# EXTRACT TO READ:
[uf-discuss] [chat] Microformats are not for data storage

Colin Barrett timber at lava.net
Mon Oct 30 06:17:53 PST 2006


On Oct 30, 2006, at 3:39 AM, Greg Elin wrote:

> Woohoo! I'm excited by this thread as well and have had a more than a
> couple conversations with Kevin regarding the need for a chat
> microformat. I'm jumping in with 3 points and a disclosure of my own.
> Thanks for piping up Colin - I love Adium.

You're welcome! :) Glad to see this thread generating interest. I was  
afraid it would go without comment. :)

> Point 1: Chat is not just for chat anymore.
> -------------------------------------------------------------
> Continuous pressure to multi-tasks, work with people geographically
> dispersed (or silently with others in the same room), innovate
> quickly, and the very human need for back-channel signaling and
> communication is making chat one of dominant channel of
> communications. The need for a better abstract chat
> storage/exchange/display format is being driven by more than instant
> messaging:

Definitely agree with your premise here -- I see stuff like this  
happening al lthe time.

>  - growing use of chat as a back-channel at live events

Agreed.

>  - growing behavior of cutting and pasting chat snippets

Hugely agree.

# TASK BRIEF:
Answer these questions about the mailing-list post on chat microformats:
1. At what time on Oct 30, 2006, did Greg Elin write the message that is quoted?
2. How many points does Greg Elin say he is jumping in with?
3. What is the reply to the item about the growing behavior of cutting and pasting chat snippets?
The records on this page are separate material, unrelated to the mailing-list post on chat microformats.

# DATA PROVIDED:
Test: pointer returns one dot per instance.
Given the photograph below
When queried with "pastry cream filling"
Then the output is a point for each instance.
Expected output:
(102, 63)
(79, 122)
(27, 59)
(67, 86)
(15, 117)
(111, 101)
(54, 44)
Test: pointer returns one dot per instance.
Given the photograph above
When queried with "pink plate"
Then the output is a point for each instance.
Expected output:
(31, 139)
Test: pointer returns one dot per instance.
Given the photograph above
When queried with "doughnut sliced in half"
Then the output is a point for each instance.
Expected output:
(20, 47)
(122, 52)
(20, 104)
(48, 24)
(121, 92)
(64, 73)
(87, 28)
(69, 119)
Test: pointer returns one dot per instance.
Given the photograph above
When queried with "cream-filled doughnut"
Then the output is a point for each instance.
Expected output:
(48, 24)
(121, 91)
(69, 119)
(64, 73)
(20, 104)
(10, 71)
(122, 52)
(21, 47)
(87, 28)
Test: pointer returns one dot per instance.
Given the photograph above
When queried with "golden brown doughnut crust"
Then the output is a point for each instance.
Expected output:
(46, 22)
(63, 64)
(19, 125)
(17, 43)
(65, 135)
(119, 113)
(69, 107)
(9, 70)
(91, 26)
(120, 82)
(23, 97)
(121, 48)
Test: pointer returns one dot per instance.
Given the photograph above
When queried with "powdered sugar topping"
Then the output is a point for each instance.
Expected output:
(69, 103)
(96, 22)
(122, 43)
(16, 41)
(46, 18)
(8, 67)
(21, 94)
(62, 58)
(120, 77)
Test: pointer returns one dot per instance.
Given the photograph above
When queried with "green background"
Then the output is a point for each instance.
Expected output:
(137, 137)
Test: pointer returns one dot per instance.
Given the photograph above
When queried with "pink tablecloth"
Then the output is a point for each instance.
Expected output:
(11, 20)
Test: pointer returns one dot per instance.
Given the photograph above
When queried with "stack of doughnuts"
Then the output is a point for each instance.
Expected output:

# WRITTEN REPLY:
1. 3:39 AM
2. Three
3. "Hugely agree."